Required work:
Retype every line of these entries with no changes.
[START OF Excerpted records]
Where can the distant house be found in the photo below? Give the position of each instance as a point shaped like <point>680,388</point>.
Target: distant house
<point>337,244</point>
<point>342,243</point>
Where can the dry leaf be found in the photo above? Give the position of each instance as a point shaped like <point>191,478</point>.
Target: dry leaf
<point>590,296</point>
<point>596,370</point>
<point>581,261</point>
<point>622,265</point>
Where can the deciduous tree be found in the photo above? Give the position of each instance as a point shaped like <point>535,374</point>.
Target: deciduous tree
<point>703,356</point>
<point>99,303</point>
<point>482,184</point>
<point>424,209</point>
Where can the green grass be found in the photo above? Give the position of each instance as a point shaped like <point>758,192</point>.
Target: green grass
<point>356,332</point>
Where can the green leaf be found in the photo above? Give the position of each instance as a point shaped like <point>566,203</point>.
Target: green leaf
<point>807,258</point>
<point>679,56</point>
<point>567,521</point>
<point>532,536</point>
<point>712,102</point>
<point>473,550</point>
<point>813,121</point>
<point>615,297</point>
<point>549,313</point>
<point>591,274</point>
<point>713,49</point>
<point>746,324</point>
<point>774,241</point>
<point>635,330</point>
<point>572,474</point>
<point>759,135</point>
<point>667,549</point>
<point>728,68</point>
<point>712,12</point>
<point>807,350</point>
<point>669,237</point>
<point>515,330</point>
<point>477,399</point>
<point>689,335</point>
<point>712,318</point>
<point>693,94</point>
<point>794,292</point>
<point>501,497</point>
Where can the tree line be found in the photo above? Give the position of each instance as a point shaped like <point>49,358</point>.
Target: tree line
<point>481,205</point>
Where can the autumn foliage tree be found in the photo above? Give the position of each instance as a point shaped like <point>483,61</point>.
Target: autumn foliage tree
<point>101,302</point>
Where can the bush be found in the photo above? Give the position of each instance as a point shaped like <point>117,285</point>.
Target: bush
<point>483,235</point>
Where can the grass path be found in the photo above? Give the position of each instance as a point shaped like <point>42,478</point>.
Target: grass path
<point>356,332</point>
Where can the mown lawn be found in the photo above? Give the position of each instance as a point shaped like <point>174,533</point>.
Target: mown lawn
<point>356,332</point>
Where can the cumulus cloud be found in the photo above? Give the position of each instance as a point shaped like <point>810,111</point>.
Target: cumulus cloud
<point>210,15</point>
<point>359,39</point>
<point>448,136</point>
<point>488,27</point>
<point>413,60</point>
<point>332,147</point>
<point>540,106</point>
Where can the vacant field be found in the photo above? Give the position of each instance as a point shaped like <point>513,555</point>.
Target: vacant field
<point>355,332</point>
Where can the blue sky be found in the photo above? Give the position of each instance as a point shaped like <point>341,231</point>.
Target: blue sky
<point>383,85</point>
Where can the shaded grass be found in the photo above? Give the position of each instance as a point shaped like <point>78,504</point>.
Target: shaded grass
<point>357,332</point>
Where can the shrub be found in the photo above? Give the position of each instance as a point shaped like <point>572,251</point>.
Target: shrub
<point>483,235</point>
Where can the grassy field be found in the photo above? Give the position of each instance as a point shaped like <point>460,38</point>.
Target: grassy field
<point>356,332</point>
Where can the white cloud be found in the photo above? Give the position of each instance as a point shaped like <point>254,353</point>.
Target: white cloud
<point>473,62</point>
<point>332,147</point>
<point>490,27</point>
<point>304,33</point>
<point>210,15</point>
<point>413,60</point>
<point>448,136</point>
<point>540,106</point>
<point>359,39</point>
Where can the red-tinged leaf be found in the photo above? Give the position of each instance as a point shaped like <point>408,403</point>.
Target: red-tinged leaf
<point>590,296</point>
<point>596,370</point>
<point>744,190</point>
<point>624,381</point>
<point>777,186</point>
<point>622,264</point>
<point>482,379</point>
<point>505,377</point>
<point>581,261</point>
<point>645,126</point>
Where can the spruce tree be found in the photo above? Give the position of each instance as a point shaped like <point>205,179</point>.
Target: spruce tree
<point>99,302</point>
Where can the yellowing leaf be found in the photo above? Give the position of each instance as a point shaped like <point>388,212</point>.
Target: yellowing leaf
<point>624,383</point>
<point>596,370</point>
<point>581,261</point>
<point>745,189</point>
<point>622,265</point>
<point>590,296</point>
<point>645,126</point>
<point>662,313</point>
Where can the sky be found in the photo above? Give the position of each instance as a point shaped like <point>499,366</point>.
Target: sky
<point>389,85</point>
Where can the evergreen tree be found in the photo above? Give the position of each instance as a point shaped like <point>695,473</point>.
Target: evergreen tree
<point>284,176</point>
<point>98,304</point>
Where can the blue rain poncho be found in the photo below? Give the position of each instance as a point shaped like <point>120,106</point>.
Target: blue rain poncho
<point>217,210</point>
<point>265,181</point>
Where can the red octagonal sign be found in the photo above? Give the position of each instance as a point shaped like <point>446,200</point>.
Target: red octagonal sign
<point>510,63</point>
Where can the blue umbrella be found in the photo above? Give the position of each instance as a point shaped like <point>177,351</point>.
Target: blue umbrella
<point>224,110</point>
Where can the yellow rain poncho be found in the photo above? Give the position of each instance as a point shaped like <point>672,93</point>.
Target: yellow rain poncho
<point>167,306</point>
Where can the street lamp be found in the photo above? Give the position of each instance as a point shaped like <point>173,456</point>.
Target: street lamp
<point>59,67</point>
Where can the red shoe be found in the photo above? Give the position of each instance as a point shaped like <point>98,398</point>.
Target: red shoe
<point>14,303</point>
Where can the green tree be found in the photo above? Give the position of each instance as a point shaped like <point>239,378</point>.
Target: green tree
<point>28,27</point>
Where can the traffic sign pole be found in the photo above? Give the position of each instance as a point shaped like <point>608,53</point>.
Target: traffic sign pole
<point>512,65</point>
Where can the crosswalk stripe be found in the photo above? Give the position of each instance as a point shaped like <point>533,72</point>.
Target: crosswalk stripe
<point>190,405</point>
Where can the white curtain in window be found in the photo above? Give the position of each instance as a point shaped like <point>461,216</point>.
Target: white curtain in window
[END OF Excerpted records]
Complete response:
Where can the distant house be found in the photo below? Give the position of each instance as a point shaped like <point>680,388</point>.
Target: distant house
<point>337,244</point>
<point>342,243</point>
Where can the dry leaf be found in the photo above? Give the position of each instance as a point shaped like <point>191,478</point>.
Target: dry leaf
<point>590,296</point>
<point>596,370</point>
<point>581,261</point>
<point>622,265</point>
Where can the deciduous tree be found in the photo above? Give the position of each instance as a point shaped like <point>535,374</point>.
Target: deciduous tree
<point>703,356</point>
<point>99,303</point>
<point>482,184</point>
<point>424,209</point>
Where can the green grass be found in the photo above? Give the position of each instance as a point shaped like <point>758,192</point>.
Target: green grass
<point>356,332</point>
Where can the green leaf be found in the photo above? Give the position of each instance as a point shaped like <point>566,203</point>.
Target: green leaf
<point>807,258</point>
<point>679,56</point>
<point>567,521</point>
<point>532,536</point>
<point>712,102</point>
<point>473,550</point>
<point>813,121</point>
<point>615,297</point>
<point>549,313</point>
<point>591,274</point>
<point>713,49</point>
<point>746,324</point>
<point>774,241</point>
<point>635,330</point>
<point>572,474</point>
<point>759,135</point>
<point>667,549</point>
<point>728,68</point>
<point>712,12</point>
<point>807,350</point>
<point>669,237</point>
<point>515,330</point>
<point>477,399</point>
<point>689,335</point>
<point>712,318</point>
<point>693,94</point>
<point>794,292</point>
<point>501,497</point>
Where can the tree line be found in the photo above? Give the position of each instance as a point shaped like <point>49,358</point>.
Target: tree line
<point>481,205</point>
Where can the autumn foliage tree be found in the photo above? Give the position of each instance as a point shaped like <point>483,61</point>.
Target: autumn foliage tree
<point>101,302</point>
Where can the bush be found in the photo above? Give the position of each instance as a point shaped like <point>117,285</point>.
Target: bush
<point>483,235</point>
Where can the grass path be found in the photo above? Give the position of each instance as a point shaped like <point>42,478</point>.
Target: grass path
<point>356,332</point>
Where can the mown lawn be found in the photo above? Give the position of each instance as a point shaped like <point>174,533</point>.
Target: mown lawn
<point>356,332</point>
Where can the cumulus cloud be found in the photo above? Give the position of each instance as a point shaped like <point>810,111</point>.
Target: cumulus cloud
<point>210,15</point>
<point>359,39</point>
<point>448,136</point>
<point>488,27</point>
<point>413,60</point>
<point>332,147</point>
<point>540,106</point>
Where can the vacant field be found in the photo above? Give the position of each instance as a point shaped like <point>513,555</point>.
Target: vacant field
<point>355,332</point>
Where can the blue sky be found in the photo above? Give the position of each instance as a point shaped like <point>341,231</point>.
Target: blue sky
<point>383,85</point>
Where can the shaded grass be found in the photo above? Give the position of each instance as a point shaped like <point>78,504</point>.
Target: shaded grass
<point>357,332</point>
Where can the shrub be found in the photo above? Give the position of each instance as a point shaped like <point>572,251</point>.
Target: shrub
<point>483,235</point>
Where can the grassy field be found in the photo above? Give the position of each instance as a point shaped like <point>460,38</point>.
Target: grassy field
<point>356,332</point>
Where can the white cloud be found in the photo above? Give the position of each instance as a point shaped like <point>254,353</point>.
Target: white cloud
<point>473,62</point>
<point>332,147</point>
<point>490,27</point>
<point>304,33</point>
<point>210,15</point>
<point>413,60</point>
<point>448,136</point>
<point>540,106</point>
<point>359,39</point>
Where can the red-tinged leaf be found in the photo above? Give the position of each instance as a point shaped like <point>408,403</point>.
Target: red-tinged leaf
<point>590,296</point>
<point>596,370</point>
<point>744,190</point>
<point>624,381</point>
<point>777,186</point>
<point>622,264</point>
<point>482,379</point>
<point>505,377</point>
<point>581,261</point>
<point>645,126</point>
Where can the spruce tree be found in the photo above? Give the position of each instance as a point shaped like <point>205,179</point>.
Target: spruce tree
<point>99,302</point>
Where can the yellowing leaf be found in the photo above? Give the position of each instance as a point shaped like <point>388,212</point>.
Target: yellowing leaf
<point>624,383</point>
<point>596,370</point>
<point>581,261</point>
<point>745,189</point>
<point>622,265</point>
<point>590,296</point>
<point>645,126</point>
<point>662,313</point>
Where can the sky be found in the photo above? Give the position of each instance as a point shaped like <point>499,366</point>.
Target: sky
<point>389,85</point>
Where can the evergreen tree be found in the photo above? Give the position of each instance as a point shaped like <point>695,473</point>.
Target: evergreen tree
<point>284,176</point>
<point>98,304</point>
Where can the blue rain poncho be found in the photo below? Give the position of each instance as a point shaped like <point>120,106</point>.
Target: blue rain poncho
<point>217,210</point>
<point>265,181</point>
Where can the red octagonal sign be found in the photo above? Give the position of each instance as a point shaped like <point>446,200</point>.
Target: red octagonal sign
<point>510,63</point>
Where can the blue umbrella be found in the photo above? Give the position of each instance as a point shaped like <point>177,351</point>.
Target: blue umbrella
<point>224,110</point>
Where can the yellow rain poncho be found in the photo above? Give the position of each instance as a point shaped like <point>672,93</point>.
Target: yellow rain poncho
<point>167,306</point>
Where can the street lamp be found in the photo above? Give the position of each instance as a point shaped like <point>173,456</point>.
Target: street lamp
<point>59,67</point>
Where can the red shoe be found in the photo above? Give the position of each instance as a point shaped like <point>98,398</point>.
Target: red shoe
<point>14,303</point>
Where can the green tree be found in the photo above? Give the position of each instance as a point shaped like <point>239,378</point>.
Target: green tree
<point>28,27</point>
Where can the traffic sign pole be found in the photo above? Give the position of each instance as a point shaped like <point>608,53</point>.
Target: traffic sign pole
<point>512,65</point>
Where can the crosswalk stripe be found in the photo above? Give the position of each instance as a point shaped like <point>533,72</point>.
Target: crosswalk stripe
<point>190,405</point>
Where can the white curtain in window be found in the photo above? Give the position of each instance as a point shaped like <point>461,216</point>.
Target: white curtain in window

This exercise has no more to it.